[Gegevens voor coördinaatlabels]
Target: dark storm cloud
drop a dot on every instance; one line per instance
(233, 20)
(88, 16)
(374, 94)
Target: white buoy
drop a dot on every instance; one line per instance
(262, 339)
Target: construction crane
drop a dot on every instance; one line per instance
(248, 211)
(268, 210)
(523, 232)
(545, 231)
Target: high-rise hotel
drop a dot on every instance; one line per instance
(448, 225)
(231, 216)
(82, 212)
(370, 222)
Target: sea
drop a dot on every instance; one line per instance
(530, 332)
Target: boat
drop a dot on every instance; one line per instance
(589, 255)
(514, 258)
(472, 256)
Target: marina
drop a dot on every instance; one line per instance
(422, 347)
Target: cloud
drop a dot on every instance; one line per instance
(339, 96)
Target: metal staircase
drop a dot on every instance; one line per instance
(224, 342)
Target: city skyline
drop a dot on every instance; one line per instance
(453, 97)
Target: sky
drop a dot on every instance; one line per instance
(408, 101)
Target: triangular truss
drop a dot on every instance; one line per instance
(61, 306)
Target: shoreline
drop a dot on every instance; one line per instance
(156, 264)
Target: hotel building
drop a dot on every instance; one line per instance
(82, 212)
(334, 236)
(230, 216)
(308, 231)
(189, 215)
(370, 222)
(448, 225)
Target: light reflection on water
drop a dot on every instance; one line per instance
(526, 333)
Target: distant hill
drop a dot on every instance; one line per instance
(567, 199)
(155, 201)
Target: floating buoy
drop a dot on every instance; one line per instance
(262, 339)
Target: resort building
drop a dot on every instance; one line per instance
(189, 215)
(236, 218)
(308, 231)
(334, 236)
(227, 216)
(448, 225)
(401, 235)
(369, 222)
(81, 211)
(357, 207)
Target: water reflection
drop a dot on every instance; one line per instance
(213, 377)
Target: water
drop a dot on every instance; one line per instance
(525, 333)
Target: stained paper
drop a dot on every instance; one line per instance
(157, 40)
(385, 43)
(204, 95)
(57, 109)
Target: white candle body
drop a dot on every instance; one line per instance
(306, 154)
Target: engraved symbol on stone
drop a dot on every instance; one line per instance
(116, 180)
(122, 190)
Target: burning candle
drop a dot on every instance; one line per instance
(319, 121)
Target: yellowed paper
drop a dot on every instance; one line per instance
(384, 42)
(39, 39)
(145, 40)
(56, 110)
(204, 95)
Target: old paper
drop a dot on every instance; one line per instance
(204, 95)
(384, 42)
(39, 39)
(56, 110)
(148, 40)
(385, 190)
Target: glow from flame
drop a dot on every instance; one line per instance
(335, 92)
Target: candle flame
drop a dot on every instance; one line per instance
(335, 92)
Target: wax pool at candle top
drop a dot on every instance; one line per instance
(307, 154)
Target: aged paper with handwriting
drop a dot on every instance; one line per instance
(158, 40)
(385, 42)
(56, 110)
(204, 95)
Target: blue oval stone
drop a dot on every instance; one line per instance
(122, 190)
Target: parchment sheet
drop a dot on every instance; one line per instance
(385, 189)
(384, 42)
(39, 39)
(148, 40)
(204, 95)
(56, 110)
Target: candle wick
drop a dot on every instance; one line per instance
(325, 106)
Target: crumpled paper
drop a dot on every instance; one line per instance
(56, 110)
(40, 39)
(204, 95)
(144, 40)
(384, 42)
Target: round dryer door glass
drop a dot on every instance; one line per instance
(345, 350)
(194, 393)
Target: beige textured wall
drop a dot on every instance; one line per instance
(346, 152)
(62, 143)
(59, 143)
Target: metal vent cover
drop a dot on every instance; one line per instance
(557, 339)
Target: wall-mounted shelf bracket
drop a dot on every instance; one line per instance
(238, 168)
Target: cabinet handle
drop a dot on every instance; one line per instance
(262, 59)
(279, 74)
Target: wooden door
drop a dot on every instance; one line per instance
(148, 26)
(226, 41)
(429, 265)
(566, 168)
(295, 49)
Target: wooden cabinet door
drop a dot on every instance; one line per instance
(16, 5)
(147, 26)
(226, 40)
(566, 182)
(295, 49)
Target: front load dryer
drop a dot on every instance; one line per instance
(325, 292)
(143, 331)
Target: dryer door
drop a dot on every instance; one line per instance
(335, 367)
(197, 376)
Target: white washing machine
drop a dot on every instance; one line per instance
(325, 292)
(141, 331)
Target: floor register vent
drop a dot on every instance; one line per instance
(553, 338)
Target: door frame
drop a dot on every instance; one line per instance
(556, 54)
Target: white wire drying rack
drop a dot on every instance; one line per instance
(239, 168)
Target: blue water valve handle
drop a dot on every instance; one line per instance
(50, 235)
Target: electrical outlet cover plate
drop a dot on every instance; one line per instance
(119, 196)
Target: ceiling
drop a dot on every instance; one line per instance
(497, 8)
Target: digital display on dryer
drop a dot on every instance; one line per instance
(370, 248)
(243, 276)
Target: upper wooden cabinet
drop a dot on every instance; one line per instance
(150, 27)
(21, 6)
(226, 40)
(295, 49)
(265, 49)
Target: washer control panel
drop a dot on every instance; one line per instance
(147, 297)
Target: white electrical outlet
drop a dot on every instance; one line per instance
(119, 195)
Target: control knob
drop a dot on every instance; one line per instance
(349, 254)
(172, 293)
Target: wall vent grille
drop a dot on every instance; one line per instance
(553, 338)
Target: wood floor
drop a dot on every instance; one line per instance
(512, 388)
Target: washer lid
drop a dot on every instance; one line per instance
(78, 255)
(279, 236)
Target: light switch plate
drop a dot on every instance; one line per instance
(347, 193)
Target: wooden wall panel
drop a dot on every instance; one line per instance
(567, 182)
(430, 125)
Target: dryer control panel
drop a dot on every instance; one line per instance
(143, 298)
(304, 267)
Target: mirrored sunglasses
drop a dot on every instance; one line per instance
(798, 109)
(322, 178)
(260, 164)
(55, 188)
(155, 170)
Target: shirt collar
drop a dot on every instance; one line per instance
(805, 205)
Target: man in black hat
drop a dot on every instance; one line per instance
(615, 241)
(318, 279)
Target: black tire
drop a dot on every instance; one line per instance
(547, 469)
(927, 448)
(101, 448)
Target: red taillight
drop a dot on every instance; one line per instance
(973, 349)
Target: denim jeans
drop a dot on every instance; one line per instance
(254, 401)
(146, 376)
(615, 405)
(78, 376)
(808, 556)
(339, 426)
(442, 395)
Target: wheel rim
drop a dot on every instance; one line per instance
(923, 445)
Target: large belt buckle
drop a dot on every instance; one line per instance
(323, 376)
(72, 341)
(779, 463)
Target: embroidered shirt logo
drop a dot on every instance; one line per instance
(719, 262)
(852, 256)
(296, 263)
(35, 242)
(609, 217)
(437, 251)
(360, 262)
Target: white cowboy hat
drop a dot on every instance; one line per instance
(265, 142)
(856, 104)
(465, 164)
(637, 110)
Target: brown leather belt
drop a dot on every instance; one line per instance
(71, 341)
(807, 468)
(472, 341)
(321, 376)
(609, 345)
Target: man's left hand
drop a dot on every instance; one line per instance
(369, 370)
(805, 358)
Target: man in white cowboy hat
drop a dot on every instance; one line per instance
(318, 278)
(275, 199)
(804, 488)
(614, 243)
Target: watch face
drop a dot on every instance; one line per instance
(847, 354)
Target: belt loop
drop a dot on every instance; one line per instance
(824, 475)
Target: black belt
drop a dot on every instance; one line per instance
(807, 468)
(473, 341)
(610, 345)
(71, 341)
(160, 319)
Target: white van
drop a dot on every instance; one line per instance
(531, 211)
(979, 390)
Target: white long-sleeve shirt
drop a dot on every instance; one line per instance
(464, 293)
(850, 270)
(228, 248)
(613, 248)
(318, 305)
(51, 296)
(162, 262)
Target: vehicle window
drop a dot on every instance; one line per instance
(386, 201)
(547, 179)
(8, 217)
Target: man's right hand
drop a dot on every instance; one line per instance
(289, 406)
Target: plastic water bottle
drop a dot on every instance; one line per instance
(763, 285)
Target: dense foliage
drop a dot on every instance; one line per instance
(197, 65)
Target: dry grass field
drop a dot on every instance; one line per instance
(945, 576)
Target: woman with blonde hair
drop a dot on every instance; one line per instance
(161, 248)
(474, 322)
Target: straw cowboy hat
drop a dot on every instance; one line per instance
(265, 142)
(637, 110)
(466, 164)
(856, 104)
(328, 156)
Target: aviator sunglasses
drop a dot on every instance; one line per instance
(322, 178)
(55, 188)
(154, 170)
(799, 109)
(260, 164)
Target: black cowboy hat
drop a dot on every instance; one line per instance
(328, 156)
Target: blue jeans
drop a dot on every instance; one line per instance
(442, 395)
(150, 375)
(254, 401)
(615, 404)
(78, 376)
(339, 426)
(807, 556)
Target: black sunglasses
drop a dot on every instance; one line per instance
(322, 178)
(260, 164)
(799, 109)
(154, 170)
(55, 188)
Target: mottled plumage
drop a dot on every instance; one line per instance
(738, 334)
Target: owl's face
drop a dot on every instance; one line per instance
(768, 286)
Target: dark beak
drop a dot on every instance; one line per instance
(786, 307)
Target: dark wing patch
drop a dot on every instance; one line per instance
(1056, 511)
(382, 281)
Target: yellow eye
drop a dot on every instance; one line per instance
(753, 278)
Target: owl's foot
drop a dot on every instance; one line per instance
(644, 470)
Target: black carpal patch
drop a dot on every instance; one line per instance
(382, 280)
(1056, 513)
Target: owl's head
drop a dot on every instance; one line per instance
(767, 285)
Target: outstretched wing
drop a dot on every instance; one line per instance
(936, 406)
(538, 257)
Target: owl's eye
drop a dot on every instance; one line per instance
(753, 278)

- Opdracht
Zet alles vanaf de regel met "Target: yellow eye" tot en met de laatste regel om in een genummerde lijst en laat lege regels weg.

- Antwoord
1. Target: yellow eye
2. drop a dot on every instance; one line per instance
3. (753, 278)
4. Target: owl's foot
5. drop a dot on every instance; one line per instance
6. (644, 470)
7. Target: black carpal patch
8. drop a dot on every instance; one line per instance
9. (382, 280)
10. (1056, 513)
11. Target: owl's head
12. drop a dot on every instance; one line per instance
13. (767, 285)
14. Target: outstretched wing
15. drop a dot on every instance; one line per instance
16. (936, 406)
17. (538, 257)
18. Target: owl's eye
19. drop a dot on every instance; one line per instance
20. (753, 278)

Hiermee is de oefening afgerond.